One trouble with too many men is lack of thorough preparation. They haven't gone into their business clear to the centre and back to the circumference, and dug up every foot of it for points. A man who only half prepares finds that all the profits are in the other half. He goes into a certain business and expects to make a success of it simply because some one else has made a great success of the same business. He thinks he is just as capable as the other man, and that, therefore, he will make as great a success. The chances are that he is just as capable often times more so-but he has not made the preparation that the other did; he has not done the things that the other man did to learn the business. Knowing your business means success; not knowing it means failure.

If a man wants to be a hardware merchant, why shouldn't he go into a hardware store and work there at any kind of work until he understands the hardware business? Then, if he has executive ability and a sufficient amount of capital, he can go into business for himself and make the success he deserves to make.

Data supplied:
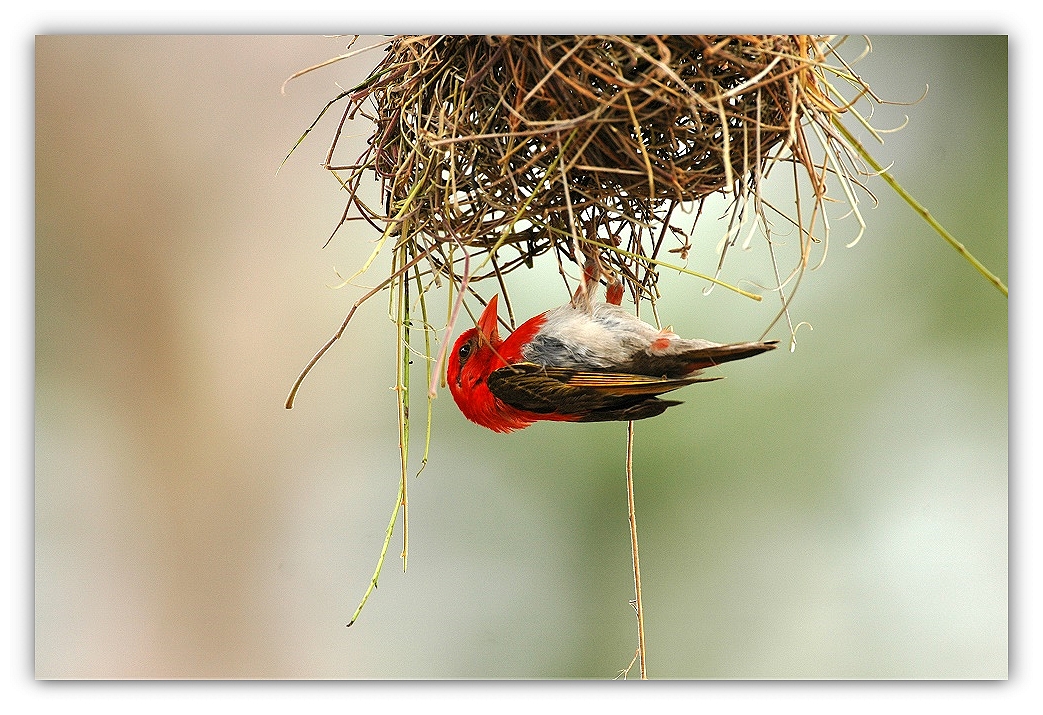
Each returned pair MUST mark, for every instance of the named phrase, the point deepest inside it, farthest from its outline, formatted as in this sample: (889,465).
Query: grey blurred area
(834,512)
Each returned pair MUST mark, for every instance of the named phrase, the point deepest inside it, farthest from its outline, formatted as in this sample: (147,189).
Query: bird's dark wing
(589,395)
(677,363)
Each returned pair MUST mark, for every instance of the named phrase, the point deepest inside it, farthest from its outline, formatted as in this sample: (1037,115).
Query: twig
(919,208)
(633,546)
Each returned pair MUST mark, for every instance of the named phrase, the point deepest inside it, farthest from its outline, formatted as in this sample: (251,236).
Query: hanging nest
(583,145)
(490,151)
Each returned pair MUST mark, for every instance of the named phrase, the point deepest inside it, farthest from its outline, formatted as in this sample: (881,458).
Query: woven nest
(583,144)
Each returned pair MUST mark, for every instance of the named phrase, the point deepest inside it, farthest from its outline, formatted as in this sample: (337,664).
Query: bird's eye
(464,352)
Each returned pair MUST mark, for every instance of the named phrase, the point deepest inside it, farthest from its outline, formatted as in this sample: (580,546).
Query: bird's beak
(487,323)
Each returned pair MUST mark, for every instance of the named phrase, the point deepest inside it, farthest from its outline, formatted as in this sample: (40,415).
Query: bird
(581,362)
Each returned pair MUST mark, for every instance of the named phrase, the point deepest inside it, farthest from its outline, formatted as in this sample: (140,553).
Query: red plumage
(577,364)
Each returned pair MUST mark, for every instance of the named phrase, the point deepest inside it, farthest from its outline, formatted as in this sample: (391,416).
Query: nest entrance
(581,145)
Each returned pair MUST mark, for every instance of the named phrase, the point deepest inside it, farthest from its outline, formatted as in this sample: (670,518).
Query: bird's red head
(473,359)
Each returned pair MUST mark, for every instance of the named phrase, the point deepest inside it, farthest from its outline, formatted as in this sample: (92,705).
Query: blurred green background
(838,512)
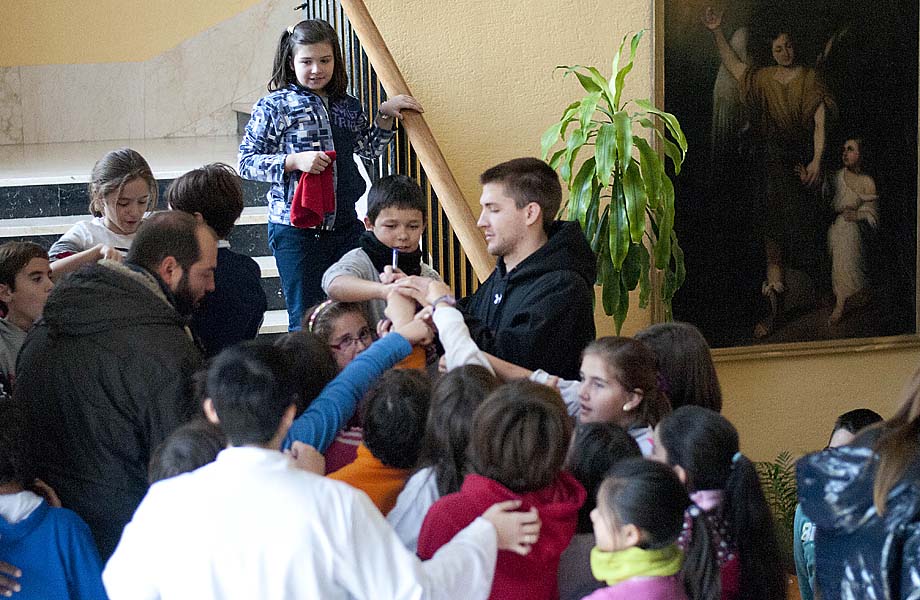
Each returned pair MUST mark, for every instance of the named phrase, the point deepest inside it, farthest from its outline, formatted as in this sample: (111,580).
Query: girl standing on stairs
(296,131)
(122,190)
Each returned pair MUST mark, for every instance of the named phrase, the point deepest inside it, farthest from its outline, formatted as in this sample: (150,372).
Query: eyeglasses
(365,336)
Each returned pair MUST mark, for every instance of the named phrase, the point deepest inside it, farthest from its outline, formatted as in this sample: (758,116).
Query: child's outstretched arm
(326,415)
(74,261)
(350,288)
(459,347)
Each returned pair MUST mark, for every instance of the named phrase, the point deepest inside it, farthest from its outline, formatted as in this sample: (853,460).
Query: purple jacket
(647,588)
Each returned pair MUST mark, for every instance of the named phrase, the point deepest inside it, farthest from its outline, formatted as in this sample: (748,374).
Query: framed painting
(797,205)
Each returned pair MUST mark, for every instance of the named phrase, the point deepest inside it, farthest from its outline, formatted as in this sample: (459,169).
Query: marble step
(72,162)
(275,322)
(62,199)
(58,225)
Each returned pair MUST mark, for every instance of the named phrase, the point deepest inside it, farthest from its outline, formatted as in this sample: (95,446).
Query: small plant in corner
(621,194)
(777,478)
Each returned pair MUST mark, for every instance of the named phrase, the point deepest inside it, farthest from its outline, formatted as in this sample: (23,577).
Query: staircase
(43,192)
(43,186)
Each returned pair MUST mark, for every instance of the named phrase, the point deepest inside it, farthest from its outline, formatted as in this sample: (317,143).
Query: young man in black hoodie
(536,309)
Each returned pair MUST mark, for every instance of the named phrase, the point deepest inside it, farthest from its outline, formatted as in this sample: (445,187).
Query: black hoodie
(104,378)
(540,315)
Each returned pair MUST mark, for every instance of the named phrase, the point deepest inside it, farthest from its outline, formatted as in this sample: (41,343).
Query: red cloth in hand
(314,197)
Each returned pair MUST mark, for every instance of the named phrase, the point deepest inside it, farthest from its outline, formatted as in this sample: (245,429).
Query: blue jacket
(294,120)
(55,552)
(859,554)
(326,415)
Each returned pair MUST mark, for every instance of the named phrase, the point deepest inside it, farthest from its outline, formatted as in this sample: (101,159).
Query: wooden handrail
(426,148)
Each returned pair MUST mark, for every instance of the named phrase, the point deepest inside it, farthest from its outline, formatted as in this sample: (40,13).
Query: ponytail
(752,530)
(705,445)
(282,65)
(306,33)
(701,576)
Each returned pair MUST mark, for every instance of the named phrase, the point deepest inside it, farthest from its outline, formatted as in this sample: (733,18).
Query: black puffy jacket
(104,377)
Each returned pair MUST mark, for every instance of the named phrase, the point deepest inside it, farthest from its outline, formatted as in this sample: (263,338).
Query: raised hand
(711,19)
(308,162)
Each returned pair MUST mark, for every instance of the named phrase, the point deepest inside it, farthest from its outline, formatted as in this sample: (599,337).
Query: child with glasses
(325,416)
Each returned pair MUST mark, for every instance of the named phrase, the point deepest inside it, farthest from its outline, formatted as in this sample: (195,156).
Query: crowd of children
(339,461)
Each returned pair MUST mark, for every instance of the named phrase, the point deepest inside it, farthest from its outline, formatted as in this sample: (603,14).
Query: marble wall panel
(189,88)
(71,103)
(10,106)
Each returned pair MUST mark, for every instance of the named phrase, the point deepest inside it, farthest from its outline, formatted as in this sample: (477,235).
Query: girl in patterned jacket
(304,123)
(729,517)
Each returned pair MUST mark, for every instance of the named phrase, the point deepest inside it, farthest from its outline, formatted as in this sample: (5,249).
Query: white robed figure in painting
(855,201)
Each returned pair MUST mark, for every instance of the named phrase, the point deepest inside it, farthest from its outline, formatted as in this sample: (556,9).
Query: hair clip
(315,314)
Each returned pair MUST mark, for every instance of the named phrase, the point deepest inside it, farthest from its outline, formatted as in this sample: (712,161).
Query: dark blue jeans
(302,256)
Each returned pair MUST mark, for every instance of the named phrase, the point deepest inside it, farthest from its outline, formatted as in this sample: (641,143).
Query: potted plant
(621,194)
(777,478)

What you will do: Continue the passage on preparing for business, starting right after its final sentence. The listing is separate material, unrelated to the passage on preparing for business.

Exercise response:
Aren't many men too impatient to get to the money-making part of their business? They don't want to spend time learning; they want to jump right into the swim, but usually find that the swim is too much for them. It takes patience at the start, and it takes patience all the way through. The "get-rich-quick" schemes are not durable, yet a man must not jump to the other extreme and think he has to plod along all his life to make a scant living. He should make it a point to know more about his business than is found right on the surface. Men work hard enough, but oftentimes their work doesn't count, simply because they haven't taken advantage of the hidden possibilities which could be discovered in their own business, if they would get right down to bed-rock and work the thing out. To know your business thoroughly, means that you can talk it

intelligently and present the many good points to your customers or to anyone with whom you are dealing, and it means that you know what to do and what not to do-that you can see your business from all sides. But that is not all. A real, thorough knowledge of your business shows you so many good points about it that it enthuses you, and when a man becomes enthusiastic over his business he is all right. However, knowing your business is not all the preparation that is necessary. If it were there would not be so many failures. A man can't succeed unless he knows his business; yet he may know his business and not be able to succeed. To make the success he deserves he must know himself; and that is often a more difficult problem than to know his business, and it is harder to learn; but most important of all, he must know people, know human nature, and know how to handle men. He isn't doing his best if he doesn't learn this, and he isn't doing himself or any one else justice.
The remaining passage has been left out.